- **Problem to work on**: Show every line of the data that contains the string "stone".

** START Source material **

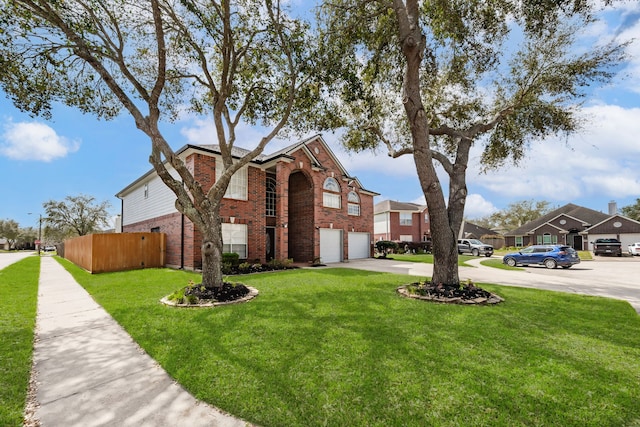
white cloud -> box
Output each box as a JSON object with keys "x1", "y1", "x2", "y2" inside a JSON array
[
  {"x1": 464, "y1": 194, "x2": 499, "y2": 219},
  {"x1": 468, "y1": 105, "x2": 640, "y2": 202},
  {"x1": 0, "y1": 122, "x2": 80, "y2": 162}
]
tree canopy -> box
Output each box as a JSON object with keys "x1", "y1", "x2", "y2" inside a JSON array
[
  {"x1": 319, "y1": 0, "x2": 624, "y2": 284},
  {"x1": 620, "y1": 199, "x2": 640, "y2": 221},
  {"x1": 42, "y1": 194, "x2": 111, "y2": 237},
  {"x1": 475, "y1": 200, "x2": 551, "y2": 231},
  {"x1": 0, "y1": 0, "x2": 322, "y2": 286}
]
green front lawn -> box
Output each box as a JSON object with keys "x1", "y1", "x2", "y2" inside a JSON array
[
  {"x1": 0, "y1": 257, "x2": 40, "y2": 427},
  {"x1": 61, "y1": 260, "x2": 640, "y2": 427},
  {"x1": 380, "y1": 254, "x2": 477, "y2": 267}
]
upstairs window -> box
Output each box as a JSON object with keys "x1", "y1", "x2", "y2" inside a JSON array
[
  {"x1": 322, "y1": 177, "x2": 342, "y2": 209},
  {"x1": 216, "y1": 159, "x2": 249, "y2": 200},
  {"x1": 265, "y1": 175, "x2": 276, "y2": 216},
  {"x1": 400, "y1": 212, "x2": 413, "y2": 225},
  {"x1": 222, "y1": 223, "x2": 247, "y2": 259},
  {"x1": 347, "y1": 191, "x2": 360, "y2": 216}
]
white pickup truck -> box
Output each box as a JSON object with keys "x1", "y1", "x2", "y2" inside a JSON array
[{"x1": 458, "y1": 239, "x2": 493, "y2": 257}]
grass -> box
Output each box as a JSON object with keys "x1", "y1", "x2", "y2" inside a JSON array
[
  {"x1": 380, "y1": 254, "x2": 477, "y2": 267},
  {"x1": 56, "y1": 260, "x2": 640, "y2": 427},
  {"x1": 0, "y1": 257, "x2": 40, "y2": 426}
]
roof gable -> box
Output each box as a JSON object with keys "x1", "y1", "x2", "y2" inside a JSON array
[
  {"x1": 373, "y1": 200, "x2": 425, "y2": 214},
  {"x1": 505, "y1": 203, "x2": 609, "y2": 236},
  {"x1": 586, "y1": 215, "x2": 640, "y2": 234}
]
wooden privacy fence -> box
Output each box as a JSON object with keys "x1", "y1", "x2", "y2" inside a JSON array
[{"x1": 64, "y1": 233, "x2": 166, "y2": 273}]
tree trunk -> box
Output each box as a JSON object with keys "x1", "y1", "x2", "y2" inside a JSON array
[
  {"x1": 394, "y1": 0, "x2": 460, "y2": 285},
  {"x1": 200, "y1": 211, "x2": 223, "y2": 288}
]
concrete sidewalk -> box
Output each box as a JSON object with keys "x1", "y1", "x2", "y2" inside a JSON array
[{"x1": 32, "y1": 257, "x2": 249, "y2": 427}]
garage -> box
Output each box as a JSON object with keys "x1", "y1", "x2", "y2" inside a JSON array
[
  {"x1": 320, "y1": 228, "x2": 342, "y2": 263},
  {"x1": 348, "y1": 232, "x2": 371, "y2": 259}
]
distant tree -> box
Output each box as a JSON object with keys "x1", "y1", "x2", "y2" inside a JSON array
[
  {"x1": 318, "y1": 0, "x2": 625, "y2": 285},
  {"x1": 0, "y1": 219, "x2": 20, "y2": 249},
  {"x1": 487, "y1": 200, "x2": 551, "y2": 231},
  {"x1": 42, "y1": 194, "x2": 111, "y2": 236},
  {"x1": 16, "y1": 227, "x2": 38, "y2": 249},
  {"x1": 620, "y1": 199, "x2": 640, "y2": 221},
  {"x1": 0, "y1": 0, "x2": 322, "y2": 287}
]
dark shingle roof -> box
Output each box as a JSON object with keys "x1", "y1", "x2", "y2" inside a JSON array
[
  {"x1": 373, "y1": 200, "x2": 425, "y2": 214},
  {"x1": 505, "y1": 203, "x2": 609, "y2": 236}
]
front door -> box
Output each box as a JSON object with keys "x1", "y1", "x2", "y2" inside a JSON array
[{"x1": 265, "y1": 227, "x2": 276, "y2": 261}]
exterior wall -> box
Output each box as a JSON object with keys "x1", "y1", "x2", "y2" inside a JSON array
[
  {"x1": 122, "y1": 210, "x2": 188, "y2": 269},
  {"x1": 276, "y1": 140, "x2": 373, "y2": 261},
  {"x1": 374, "y1": 211, "x2": 431, "y2": 242},
  {"x1": 122, "y1": 169, "x2": 178, "y2": 227},
  {"x1": 121, "y1": 140, "x2": 374, "y2": 269}
]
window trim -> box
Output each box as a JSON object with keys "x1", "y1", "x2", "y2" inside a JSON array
[{"x1": 322, "y1": 176, "x2": 342, "y2": 209}]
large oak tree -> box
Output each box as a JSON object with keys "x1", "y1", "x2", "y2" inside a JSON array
[
  {"x1": 318, "y1": 0, "x2": 624, "y2": 285},
  {"x1": 0, "y1": 0, "x2": 318, "y2": 287}
]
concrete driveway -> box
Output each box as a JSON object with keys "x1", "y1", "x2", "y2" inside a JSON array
[{"x1": 332, "y1": 256, "x2": 640, "y2": 313}]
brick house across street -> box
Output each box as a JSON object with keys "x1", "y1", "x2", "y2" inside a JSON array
[
  {"x1": 373, "y1": 200, "x2": 431, "y2": 243},
  {"x1": 504, "y1": 202, "x2": 640, "y2": 250},
  {"x1": 116, "y1": 135, "x2": 378, "y2": 269}
]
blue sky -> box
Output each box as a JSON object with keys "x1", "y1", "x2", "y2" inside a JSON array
[{"x1": 0, "y1": 1, "x2": 640, "y2": 231}]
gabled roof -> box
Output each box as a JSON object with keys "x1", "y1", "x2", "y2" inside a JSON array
[
  {"x1": 458, "y1": 221, "x2": 498, "y2": 239},
  {"x1": 587, "y1": 215, "x2": 640, "y2": 234},
  {"x1": 116, "y1": 134, "x2": 379, "y2": 197},
  {"x1": 505, "y1": 203, "x2": 609, "y2": 236},
  {"x1": 373, "y1": 200, "x2": 426, "y2": 214}
]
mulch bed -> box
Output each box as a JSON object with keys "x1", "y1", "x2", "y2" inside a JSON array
[
  {"x1": 397, "y1": 282, "x2": 504, "y2": 305},
  {"x1": 184, "y1": 282, "x2": 251, "y2": 302}
]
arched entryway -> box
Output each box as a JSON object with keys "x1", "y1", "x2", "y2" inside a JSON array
[{"x1": 288, "y1": 172, "x2": 315, "y2": 262}]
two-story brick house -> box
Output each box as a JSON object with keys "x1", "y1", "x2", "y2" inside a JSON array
[
  {"x1": 373, "y1": 200, "x2": 431, "y2": 242},
  {"x1": 116, "y1": 135, "x2": 377, "y2": 269}
]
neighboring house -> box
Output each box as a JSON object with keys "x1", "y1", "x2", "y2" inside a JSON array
[
  {"x1": 505, "y1": 203, "x2": 640, "y2": 250},
  {"x1": 373, "y1": 200, "x2": 431, "y2": 242},
  {"x1": 458, "y1": 221, "x2": 504, "y2": 249},
  {"x1": 116, "y1": 135, "x2": 378, "y2": 269},
  {"x1": 458, "y1": 221, "x2": 496, "y2": 240}
]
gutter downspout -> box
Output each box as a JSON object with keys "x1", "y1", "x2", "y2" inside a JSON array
[{"x1": 180, "y1": 214, "x2": 184, "y2": 270}]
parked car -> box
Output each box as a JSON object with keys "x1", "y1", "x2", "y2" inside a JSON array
[
  {"x1": 502, "y1": 245, "x2": 580, "y2": 268},
  {"x1": 627, "y1": 242, "x2": 640, "y2": 255},
  {"x1": 593, "y1": 239, "x2": 622, "y2": 256},
  {"x1": 458, "y1": 239, "x2": 493, "y2": 257}
]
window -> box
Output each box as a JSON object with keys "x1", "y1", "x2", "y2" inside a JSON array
[
  {"x1": 322, "y1": 177, "x2": 342, "y2": 209},
  {"x1": 536, "y1": 233, "x2": 558, "y2": 245},
  {"x1": 265, "y1": 175, "x2": 276, "y2": 216},
  {"x1": 216, "y1": 159, "x2": 248, "y2": 200},
  {"x1": 347, "y1": 191, "x2": 360, "y2": 216},
  {"x1": 222, "y1": 223, "x2": 247, "y2": 259},
  {"x1": 400, "y1": 212, "x2": 413, "y2": 225}
]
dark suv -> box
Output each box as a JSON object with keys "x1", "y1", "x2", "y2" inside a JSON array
[{"x1": 502, "y1": 245, "x2": 580, "y2": 268}]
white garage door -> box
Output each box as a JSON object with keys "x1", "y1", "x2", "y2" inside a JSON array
[
  {"x1": 320, "y1": 228, "x2": 342, "y2": 263},
  {"x1": 348, "y1": 232, "x2": 370, "y2": 259}
]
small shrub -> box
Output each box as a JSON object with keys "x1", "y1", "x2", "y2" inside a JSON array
[
  {"x1": 238, "y1": 262, "x2": 251, "y2": 273},
  {"x1": 167, "y1": 288, "x2": 184, "y2": 304},
  {"x1": 222, "y1": 252, "x2": 240, "y2": 267}
]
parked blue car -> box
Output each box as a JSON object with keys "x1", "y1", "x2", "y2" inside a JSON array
[{"x1": 502, "y1": 245, "x2": 580, "y2": 268}]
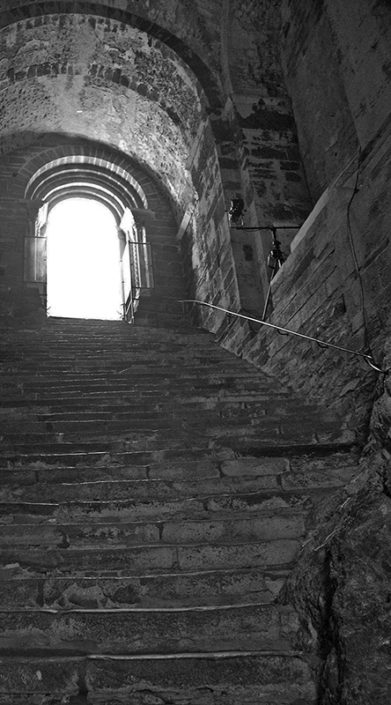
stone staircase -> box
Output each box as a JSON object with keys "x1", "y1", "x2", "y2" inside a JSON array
[{"x1": 0, "y1": 319, "x2": 356, "y2": 705}]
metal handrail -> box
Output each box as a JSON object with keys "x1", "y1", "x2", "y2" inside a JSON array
[{"x1": 180, "y1": 299, "x2": 389, "y2": 375}]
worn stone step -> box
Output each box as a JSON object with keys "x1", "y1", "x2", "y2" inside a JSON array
[
  {"x1": 0, "y1": 565, "x2": 287, "y2": 610},
  {"x1": 0, "y1": 513, "x2": 304, "y2": 548},
  {"x1": 0, "y1": 539, "x2": 300, "y2": 575},
  {"x1": 0, "y1": 487, "x2": 340, "y2": 523},
  {"x1": 0, "y1": 650, "x2": 316, "y2": 705},
  {"x1": 0, "y1": 455, "x2": 220, "y2": 487},
  {"x1": 0, "y1": 604, "x2": 299, "y2": 655},
  {"x1": 0, "y1": 442, "x2": 208, "y2": 468},
  {"x1": 0, "y1": 467, "x2": 356, "y2": 503}
]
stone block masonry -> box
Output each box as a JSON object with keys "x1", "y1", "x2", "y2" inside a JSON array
[{"x1": 0, "y1": 315, "x2": 356, "y2": 705}]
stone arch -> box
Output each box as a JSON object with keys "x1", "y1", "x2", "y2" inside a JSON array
[{"x1": 0, "y1": 0, "x2": 223, "y2": 112}]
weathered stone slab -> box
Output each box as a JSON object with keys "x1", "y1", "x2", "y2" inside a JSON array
[
  {"x1": 0, "y1": 566, "x2": 286, "y2": 609},
  {"x1": 221, "y1": 457, "x2": 290, "y2": 477},
  {"x1": 0, "y1": 605, "x2": 298, "y2": 654}
]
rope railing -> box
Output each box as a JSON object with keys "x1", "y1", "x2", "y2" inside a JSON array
[{"x1": 180, "y1": 299, "x2": 389, "y2": 375}]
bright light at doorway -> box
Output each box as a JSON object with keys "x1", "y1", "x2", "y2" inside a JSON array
[{"x1": 47, "y1": 198, "x2": 122, "y2": 320}]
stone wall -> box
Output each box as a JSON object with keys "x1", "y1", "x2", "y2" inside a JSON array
[
  {"x1": 282, "y1": 0, "x2": 391, "y2": 198},
  {"x1": 239, "y1": 121, "x2": 391, "y2": 440}
]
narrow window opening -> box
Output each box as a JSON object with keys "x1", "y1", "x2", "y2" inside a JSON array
[{"x1": 47, "y1": 198, "x2": 123, "y2": 320}]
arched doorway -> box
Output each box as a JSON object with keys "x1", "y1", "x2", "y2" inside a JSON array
[{"x1": 46, "y1": 198, "x2": 123, "y2": 320}]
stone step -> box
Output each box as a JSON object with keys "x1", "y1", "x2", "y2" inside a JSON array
[
  {"x1": 0, "y1": 487, "x2": 333, "y2": 524},
  {"x1": 0, "y1": 512, "x2": 305, "y2": 548},
  {"x1": 0, "y1": 539, "x2": 301, "y2": 576},
  {"x1": 0, "y1": 441, "x2": 214, "y2": 468},
  {"x1": 0, "y1": 449, "x2": 358, "y2": 488},
  {"x1": 0, "y1": 650, "x2": 316, "y2": 705},
  {"x1": 0, "y1": 467, "x2": 355, "y2": 502},
  {"x1": 0, "y1": 565, "x2": 287, "y2": 610},
  {"x1": 0, "y1": 604, "x2": 299, "y2": 656}
]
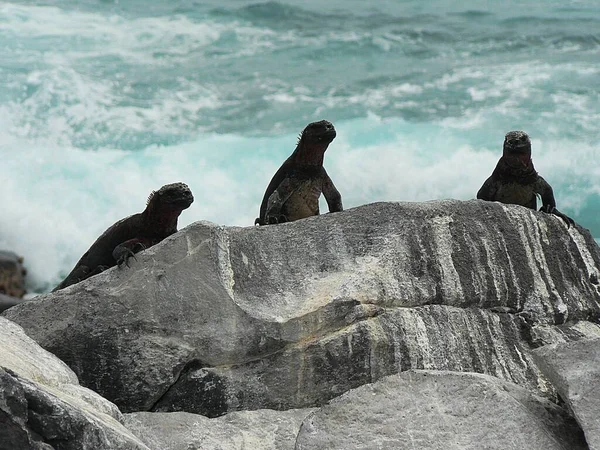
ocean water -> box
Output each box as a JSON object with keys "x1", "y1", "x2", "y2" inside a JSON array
[{"x1": 0, "y1": 0, "x2": 600, "y2": 292}]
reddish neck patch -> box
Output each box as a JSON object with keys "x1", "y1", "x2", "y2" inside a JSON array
[{"x1": 294, "y1": 143, "x2": 329, "y2": 166}]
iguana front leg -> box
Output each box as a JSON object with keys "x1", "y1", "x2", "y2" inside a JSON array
[
  {"x1": 536, "y1": 177, "x2": 575, "y2": 228},
  {"x1": 113, "y1": 238, "x2": 147, "y2": 267},
  {"x1": 323, "y1": 172, "x2": 344, "y2": 212},
  {"x1": 265, "y1": 178, "x2": 296, "y2": 224}
]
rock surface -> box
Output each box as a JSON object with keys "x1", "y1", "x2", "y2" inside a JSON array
[
  {"x1": 0, "y1": 294, "x2": 26, "y2": 312},
  {"x1": 0, "y1": 250, "x2": 26, "y2": 298},
  {"x1": 0, "y1": 317, "x2": 147, "y2": 450},
  {"x1": 296, "y1": 371, "x2": 587, "y2": 450},
  {"x1": 125, "y1": 409, "x2": 312, "y2": 450},
  {"x1": 535, "y1": 339, "x2": 600, "y2": 450},
  {"x1": 4, "y1": 200, "x2": 600, "y2": 416}
]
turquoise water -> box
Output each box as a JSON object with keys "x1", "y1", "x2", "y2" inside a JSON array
[{"x1": 0, "y1": 0, "x2": 600, "y2": 291}]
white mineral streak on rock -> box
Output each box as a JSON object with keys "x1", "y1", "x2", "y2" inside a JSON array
[
  {"x1": 569, "y1": 227, "x2": 600, "y2": 278},
  {"x1": 502, "y1": 204, "x2": 562, "y2": 312},
  {"x1": 431, "y1": 216, "x2": 464, "y2": 305},
  {"x1": 215, "y1": 227, "x2": 235, "y2": 301}
]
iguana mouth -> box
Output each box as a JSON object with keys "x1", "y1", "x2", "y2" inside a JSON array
[
  {"x1": 168, "y1": 192, "x2": 194, "y2": 209},
  {"x1": 317, "y1": 128, "x2": 337, "y2": 143}
]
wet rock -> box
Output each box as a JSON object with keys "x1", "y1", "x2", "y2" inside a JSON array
[
  {"x1": 0, "y1": 317, "x2": 147, "y2": 450},
  {"x1": 0, "y1": 294, "x2": 26, "y2": 312},
  {"x1": 4, "y1": 200, "x2": 600, "y2": 417},
  {"x1": 296, "y1": 370, "x2": 587, "y2": 450},
  {"x1": 125, "y1": 409, "x2": 312, "y2": 450},
  {"x1": 535, "y1": 339, "x2": 600, "y2": 449},
  {"x1": 0, "y1": 250, "x2": 27, "y2": 298}
]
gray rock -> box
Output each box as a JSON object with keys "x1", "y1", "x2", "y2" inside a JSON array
[
  {"x1": 125, "y1": 409, "x2": 313, "y2": 450},
  {"x1": 4, "y1": 200, "x2": 600, "y2": 416},
  {"x1": 0, "y1": 250, "x2": 27, "y2": 298},
  {"x1": 0, "y1": 294, "x2": 27, "y2": 312},
  {"x1": 535, "y1": 339, "x2": 600, "y2": 450},
  {"x1": 0, "y1": 317, "x2": 147, "y2": 450},
  {"x1": 296, "y1": 371, "x2": 587, "y2": 450}
]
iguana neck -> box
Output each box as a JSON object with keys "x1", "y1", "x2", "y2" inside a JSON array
[
  {"x1": 495, "y1": 156, "x2": 538, "y2": 183},
  {"x1": 142, "y1": 202, "x2": 183, "y2": 235},
  {"x1": 292, "y1": 140, "x2": 329, "y2": 166}
]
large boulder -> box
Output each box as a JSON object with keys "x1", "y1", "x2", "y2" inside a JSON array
[
  {"x1": 0, "y1": 294, "x2": 26, "y2": 312},
  {"x1": 0, "y1": 317, "x2": 147, "y2": 450},
  {"x1": 534, "y1": 339, "x2": 600, "y2": 450},
  {"x1": 295, "y1": 371, "x2": 587, "y2": 450},
  {"x1": 125, "y1": 409, "x2": 312, "y2": 450},
  {"x1": 4, "y1": 200, "x2": 600, "y2": 416},
  {"x1": 0, "y1": 250, "x2": 27, "y2": 298}
]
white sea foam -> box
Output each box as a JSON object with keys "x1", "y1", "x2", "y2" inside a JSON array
[{"x1": 0, "y1": 116, "x2": 600, "y2": 289}]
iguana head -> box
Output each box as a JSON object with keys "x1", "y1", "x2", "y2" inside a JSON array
[
  {"x1": 147, "y1": 183, "x2": 194, "y2": 211},
  {"x1": 502, "y1": 131, "x2": 531, "y2": 168},
  {"x1": 292, "y1": 120, "x2": 336, "y2": 166},
  {"x1": 300, "y1": 120, "x2": 336, "y2": 145}
]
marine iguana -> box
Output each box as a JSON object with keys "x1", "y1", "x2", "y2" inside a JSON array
[
  {"x1": 52, "y1": 183, "x2": 194, "y2": 292},
  {"x1": 477, "y1": 131, "x2": 574, "y2": 226},
  {"x1": 254, "y1": 120, "x2": 344, "y2": 225}
]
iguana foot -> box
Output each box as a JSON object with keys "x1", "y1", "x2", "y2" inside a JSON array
[
  {"x1": 540, "y1": 205, "x2": 575, "y2": 228},
  {"x1": 266, "y1": 214, "x2": 288, "y2": 225},
  {"x1": 113, "y1": 242, "x2": 146, "y2": 268}
]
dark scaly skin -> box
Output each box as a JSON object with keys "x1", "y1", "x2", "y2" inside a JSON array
[
  {"x1": 254, "y1": 120, "x2": 344, "y2": 225},
  {"x1": 52, "y1": 183, "x2": 194, "y2": 292},
  {"x1": 477, "y1": 131, "x2": 574, "y2": 227}
]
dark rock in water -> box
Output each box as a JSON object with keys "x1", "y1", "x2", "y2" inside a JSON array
[
  {"x1": 0, "y1": 317, "x2": 147, "y2": 450},
  {"x1": 4, "y1": 200, "x2": 600, "y2": 417},
  {"x1": 534, "y1": 339, "x2": 600, "y2": 449},
  {"x1": 295, "y1": 370, "x2": 588, "y2": 450},
  {"x1": 0, "y1": 250, "x2": 27, "y2": 298},
  {"x1": 0, "y1": 294, "x2": 27, "y2": 312}
]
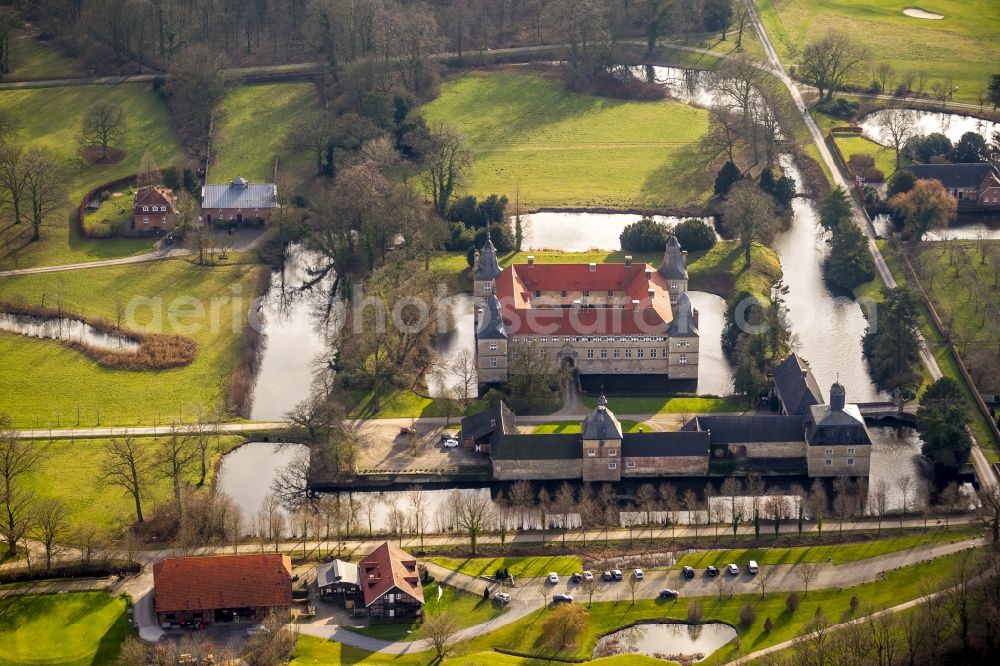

** END Source material **

- **Answer below**:
stone staircase -> box
worn stone step -> box
stone block masonry -> box
stone arch -> box
weathered stone slab -> box
stone wall -> box
stone step -> box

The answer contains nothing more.